= TEXT PASSAGE =
===============
City of London at sunset showing UK data protection bill and digital information

The UK Data Protection and Digital Information Bill

The UK Data Protection and Digital Information (No. 2) Bill (the “Bill”) was introduced by the UK Government for review and consideration by the UK Parliament on March 8, 2023. At the time of writing, the Bill is with the UK Parliament in draft form with several stages of review still to be completed, meaning the Bill remains subject to change.  If passed, the Bill would govern the processing of personal data in the UK and in doing so replace the current data protection regime in the UK.  It would also introduce other concepts and frameworks which are based on the processing of personal data, e.g. digital verification, as discussed further below.  With anticipation as to whether the Bill will significantly change the regime in the UK being high, below is a summary of certain of the changes we may see to the UK regime if the Bill is to be passed into law.

Background

Following Brexit, the UK incorporated the General Data Protection Regulation (the “GDPR”) into UK law in a form which was consistent with UK law, commonly referred to as the “UK GDPR”.  The UK GDPR is almost  identical to the GDPR in its application and is supplemented by the Data Protection Act 2018 (the “Act”) and the Privacy and Electronic Communications Regulations 2003 (the “PECR”).  The Bill, if passed, will amend the UK GDPR, the Act and the PECR to create a new regime in the UK for processing personal data.  According to the UK Secretary of State for Science, Innovation and Technology, Michelle Donelan, the new regime will be “will be easier to understand, easier to comply with” and will “release British businesses from unnecessary red tape”. The UK Information Commissioner, John Edwards, welcomes the Bill and “supports its ambition to enable organisations to grow and innovate whilst maintaining high standards of data protection rights”.[2]

The Bill is now in its second draft with the first being published in July 2022.  However, whilst the latest draft of the Bill appears to be progressing further in terms of legislative process than the first draft, it is still draft legislation which remains subject to further amendments.
===============
= RECORD EXCERPTS =

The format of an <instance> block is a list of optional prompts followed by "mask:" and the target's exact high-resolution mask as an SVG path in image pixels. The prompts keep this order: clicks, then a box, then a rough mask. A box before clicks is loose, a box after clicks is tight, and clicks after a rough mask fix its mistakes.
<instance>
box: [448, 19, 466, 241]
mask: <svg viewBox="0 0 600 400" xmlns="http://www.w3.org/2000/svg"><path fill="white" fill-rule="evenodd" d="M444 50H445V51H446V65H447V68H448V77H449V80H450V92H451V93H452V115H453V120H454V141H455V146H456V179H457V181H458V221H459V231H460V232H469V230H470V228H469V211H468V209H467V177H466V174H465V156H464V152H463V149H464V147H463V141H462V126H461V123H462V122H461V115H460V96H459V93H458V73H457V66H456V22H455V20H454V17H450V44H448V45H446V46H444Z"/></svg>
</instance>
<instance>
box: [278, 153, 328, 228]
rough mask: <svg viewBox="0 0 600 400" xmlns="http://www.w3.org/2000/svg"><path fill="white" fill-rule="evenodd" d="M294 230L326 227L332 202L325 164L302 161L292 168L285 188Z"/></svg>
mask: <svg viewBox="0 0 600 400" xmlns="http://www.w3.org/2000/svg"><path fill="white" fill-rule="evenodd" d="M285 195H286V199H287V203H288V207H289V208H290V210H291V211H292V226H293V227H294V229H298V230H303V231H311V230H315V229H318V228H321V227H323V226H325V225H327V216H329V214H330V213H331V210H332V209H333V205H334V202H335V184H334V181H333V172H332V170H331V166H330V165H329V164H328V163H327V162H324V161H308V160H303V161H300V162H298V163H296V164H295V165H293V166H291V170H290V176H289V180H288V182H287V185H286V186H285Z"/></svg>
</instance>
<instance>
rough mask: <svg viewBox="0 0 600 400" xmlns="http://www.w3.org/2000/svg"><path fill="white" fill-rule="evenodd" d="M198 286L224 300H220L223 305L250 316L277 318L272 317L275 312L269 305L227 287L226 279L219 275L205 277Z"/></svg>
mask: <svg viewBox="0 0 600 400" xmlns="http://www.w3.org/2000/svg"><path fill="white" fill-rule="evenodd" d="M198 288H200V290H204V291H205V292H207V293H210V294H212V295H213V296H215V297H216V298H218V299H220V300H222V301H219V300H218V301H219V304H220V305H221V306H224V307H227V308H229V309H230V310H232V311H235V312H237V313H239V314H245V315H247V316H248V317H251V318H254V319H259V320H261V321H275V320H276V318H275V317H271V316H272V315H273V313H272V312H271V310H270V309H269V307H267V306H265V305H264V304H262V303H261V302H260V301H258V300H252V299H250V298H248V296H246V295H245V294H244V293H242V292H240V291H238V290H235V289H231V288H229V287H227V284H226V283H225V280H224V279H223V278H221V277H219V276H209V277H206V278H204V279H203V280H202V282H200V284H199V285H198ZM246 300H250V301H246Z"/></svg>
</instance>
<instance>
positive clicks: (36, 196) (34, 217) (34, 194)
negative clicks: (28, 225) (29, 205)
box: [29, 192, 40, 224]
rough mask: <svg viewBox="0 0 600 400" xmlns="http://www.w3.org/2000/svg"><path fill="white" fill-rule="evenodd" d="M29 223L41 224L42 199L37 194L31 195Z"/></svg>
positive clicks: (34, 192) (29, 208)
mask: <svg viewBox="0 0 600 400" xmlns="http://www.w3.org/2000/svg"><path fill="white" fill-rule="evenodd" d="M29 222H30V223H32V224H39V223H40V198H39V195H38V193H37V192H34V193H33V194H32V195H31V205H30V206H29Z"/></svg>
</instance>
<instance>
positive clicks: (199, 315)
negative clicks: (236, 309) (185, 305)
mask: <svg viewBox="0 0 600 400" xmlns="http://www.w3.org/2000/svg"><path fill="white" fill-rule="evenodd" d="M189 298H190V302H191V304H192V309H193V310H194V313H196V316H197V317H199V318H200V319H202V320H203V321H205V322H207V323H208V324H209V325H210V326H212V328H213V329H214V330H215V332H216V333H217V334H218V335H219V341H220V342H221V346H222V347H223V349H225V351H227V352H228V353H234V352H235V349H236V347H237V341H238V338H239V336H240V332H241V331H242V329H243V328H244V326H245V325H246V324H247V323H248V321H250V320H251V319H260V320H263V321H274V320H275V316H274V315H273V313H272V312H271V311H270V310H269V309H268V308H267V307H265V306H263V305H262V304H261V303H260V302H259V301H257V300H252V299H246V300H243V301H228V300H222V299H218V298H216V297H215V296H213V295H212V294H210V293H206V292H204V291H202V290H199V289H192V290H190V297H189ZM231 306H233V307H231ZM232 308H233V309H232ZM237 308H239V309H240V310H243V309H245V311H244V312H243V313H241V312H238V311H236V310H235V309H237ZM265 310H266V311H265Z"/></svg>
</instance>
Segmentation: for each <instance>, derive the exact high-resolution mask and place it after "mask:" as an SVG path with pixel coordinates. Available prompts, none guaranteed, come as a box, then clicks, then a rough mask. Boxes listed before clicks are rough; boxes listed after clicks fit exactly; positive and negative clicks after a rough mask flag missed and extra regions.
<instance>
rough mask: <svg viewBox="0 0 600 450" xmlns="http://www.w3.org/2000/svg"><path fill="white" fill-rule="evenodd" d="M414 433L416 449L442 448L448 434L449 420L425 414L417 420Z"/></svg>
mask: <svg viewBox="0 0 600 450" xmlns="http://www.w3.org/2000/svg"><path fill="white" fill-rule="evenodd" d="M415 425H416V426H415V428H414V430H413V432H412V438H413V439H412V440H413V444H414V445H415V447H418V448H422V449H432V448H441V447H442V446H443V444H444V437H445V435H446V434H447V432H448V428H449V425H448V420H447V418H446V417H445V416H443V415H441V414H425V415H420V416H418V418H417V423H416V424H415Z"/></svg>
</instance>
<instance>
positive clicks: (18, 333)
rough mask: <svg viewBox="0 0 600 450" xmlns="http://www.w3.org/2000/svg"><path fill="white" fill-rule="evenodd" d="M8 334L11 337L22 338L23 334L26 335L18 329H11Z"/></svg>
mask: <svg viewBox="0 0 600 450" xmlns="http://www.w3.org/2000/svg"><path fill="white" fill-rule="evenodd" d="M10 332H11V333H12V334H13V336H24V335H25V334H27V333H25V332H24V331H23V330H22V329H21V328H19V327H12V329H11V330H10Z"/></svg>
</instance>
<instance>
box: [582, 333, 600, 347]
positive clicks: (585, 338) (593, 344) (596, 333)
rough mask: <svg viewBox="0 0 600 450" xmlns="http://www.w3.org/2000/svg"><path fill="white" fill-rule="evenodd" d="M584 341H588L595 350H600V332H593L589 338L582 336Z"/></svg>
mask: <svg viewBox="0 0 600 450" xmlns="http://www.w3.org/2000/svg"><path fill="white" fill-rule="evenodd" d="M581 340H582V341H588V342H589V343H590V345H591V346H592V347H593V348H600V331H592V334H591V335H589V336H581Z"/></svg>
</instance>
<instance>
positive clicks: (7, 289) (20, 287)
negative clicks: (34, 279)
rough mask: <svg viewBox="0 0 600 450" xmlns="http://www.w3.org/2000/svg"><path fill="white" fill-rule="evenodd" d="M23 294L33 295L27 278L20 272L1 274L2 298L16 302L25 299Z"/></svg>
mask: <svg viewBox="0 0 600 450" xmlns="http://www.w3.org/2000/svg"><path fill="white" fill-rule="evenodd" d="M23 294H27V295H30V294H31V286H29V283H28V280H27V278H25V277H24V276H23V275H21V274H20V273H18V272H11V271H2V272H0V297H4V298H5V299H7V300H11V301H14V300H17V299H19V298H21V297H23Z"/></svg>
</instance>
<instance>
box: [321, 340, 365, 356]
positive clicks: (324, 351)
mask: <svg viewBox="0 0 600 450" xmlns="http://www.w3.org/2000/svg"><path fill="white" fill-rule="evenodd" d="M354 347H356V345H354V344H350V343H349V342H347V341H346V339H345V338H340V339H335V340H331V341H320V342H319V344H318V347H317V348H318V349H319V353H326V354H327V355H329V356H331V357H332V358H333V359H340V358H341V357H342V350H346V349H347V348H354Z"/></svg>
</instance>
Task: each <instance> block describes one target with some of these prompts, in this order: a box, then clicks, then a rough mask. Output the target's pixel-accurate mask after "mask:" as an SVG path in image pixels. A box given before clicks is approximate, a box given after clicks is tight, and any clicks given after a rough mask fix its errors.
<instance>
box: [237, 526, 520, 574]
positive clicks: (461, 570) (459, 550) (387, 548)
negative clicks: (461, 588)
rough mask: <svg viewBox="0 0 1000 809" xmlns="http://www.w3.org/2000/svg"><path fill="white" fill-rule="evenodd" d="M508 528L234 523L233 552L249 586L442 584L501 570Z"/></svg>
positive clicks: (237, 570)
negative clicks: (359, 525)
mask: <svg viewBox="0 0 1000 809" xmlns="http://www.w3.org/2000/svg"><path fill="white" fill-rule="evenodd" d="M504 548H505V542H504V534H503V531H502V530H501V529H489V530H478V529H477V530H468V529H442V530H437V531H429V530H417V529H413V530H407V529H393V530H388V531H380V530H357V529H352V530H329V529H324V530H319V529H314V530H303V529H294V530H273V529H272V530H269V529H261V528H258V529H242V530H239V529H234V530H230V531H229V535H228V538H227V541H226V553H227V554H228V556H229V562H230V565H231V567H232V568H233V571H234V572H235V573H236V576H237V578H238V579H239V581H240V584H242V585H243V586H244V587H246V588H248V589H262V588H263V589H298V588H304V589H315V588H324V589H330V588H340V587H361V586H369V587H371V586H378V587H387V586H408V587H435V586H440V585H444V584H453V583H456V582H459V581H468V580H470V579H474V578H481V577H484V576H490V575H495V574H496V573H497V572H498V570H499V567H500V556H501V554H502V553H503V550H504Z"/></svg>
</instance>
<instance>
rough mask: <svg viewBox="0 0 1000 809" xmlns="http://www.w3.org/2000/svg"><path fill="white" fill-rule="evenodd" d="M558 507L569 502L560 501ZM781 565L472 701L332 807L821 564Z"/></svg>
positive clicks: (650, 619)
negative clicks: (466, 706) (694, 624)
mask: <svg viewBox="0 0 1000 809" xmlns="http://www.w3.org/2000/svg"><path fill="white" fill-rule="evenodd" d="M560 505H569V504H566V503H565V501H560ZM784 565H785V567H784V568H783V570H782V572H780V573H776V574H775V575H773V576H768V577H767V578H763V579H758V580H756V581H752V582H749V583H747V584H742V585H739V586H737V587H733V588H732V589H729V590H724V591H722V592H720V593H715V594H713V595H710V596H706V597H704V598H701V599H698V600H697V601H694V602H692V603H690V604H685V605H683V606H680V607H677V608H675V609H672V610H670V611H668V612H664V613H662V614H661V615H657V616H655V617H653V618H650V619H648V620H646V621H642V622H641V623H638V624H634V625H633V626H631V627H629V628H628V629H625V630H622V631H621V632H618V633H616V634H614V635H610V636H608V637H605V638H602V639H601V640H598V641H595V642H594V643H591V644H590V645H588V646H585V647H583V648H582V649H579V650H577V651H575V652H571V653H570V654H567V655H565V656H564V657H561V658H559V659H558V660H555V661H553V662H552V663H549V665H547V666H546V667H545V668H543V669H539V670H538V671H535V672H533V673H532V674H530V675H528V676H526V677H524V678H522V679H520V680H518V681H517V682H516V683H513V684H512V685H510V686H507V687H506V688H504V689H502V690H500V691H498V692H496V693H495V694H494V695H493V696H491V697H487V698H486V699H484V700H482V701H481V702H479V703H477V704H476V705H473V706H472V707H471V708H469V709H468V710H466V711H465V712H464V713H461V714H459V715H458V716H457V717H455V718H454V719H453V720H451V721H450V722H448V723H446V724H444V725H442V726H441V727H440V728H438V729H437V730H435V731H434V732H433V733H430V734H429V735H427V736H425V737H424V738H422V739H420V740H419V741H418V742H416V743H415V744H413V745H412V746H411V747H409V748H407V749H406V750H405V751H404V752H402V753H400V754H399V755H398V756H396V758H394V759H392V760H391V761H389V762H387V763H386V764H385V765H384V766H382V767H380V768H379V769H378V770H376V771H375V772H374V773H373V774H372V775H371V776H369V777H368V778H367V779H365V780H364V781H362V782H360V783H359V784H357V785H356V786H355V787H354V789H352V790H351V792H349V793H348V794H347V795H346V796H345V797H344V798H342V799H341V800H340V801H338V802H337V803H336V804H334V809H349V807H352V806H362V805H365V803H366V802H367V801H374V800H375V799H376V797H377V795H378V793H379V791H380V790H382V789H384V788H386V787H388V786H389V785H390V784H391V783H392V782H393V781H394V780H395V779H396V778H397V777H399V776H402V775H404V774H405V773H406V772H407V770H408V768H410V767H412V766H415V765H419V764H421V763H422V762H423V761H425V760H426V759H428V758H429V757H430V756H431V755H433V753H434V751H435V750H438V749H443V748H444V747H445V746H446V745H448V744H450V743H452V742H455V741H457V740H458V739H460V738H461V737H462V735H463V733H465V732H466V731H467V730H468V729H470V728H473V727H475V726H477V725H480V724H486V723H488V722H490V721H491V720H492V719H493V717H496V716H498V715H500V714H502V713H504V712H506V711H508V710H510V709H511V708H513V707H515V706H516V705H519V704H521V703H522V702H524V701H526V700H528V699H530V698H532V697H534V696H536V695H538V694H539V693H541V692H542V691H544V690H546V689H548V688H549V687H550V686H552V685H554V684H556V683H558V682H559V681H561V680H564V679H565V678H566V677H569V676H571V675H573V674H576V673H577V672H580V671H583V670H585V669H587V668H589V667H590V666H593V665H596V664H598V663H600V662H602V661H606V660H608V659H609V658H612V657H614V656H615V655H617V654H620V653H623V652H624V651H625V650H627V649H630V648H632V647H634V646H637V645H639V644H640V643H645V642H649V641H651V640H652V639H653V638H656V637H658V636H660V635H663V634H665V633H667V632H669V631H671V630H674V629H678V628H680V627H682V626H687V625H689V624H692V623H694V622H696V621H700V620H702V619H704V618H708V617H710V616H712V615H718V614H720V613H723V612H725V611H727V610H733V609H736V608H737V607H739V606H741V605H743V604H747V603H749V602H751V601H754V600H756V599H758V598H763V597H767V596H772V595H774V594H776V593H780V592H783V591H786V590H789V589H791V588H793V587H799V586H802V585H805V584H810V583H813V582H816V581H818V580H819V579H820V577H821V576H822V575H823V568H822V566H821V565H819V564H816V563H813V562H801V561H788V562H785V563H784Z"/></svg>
===============
= YOUR GOAL =
Write the next part of the passage on the UK Data Protection and Digital Information Bill, picking up right after its last sentence. The lines above play no part in what comes next.

= WRITTEN RESPONSE =
Scope of the Bill

As with the UK GDPR, the Bill would apply to:

  • organisations processing personal data in the context of the activities of an establishment in the UK, such as organisations located in the UK but not limited to such; and
  • organisations located outside the UK processing personal data of data subjects located in the UK pursuant to: a) offering such data subjects goods or services; or b) monitoring the behaviour of such data subjects.

Therefore, the Bill would continue to have extra-territorial effect.

Enforcement powers of the Information Commissioner’s Office (“ICO”) would be largely the same under the Bill as the UK GDPR, for example the ICO could issue warnings or reprimands, order processing be brought into compliance, or impose fines of £17.5 million or 4% of the total annual global turnover.  In addition, the Bill would introduce an additional power for the ICO to require an individual to attend an interview with the ICO where such individual is a controller or processor, or is or was in employment for or managing a controller or processor, and the ICO considers such controller or processor to be in violation of the Bill.

Amendments to the UK GDPR and the Act

The Bill contains a number of proposed amendments to the UK GDPR, the Act and the PECR, certain of which are summarised below.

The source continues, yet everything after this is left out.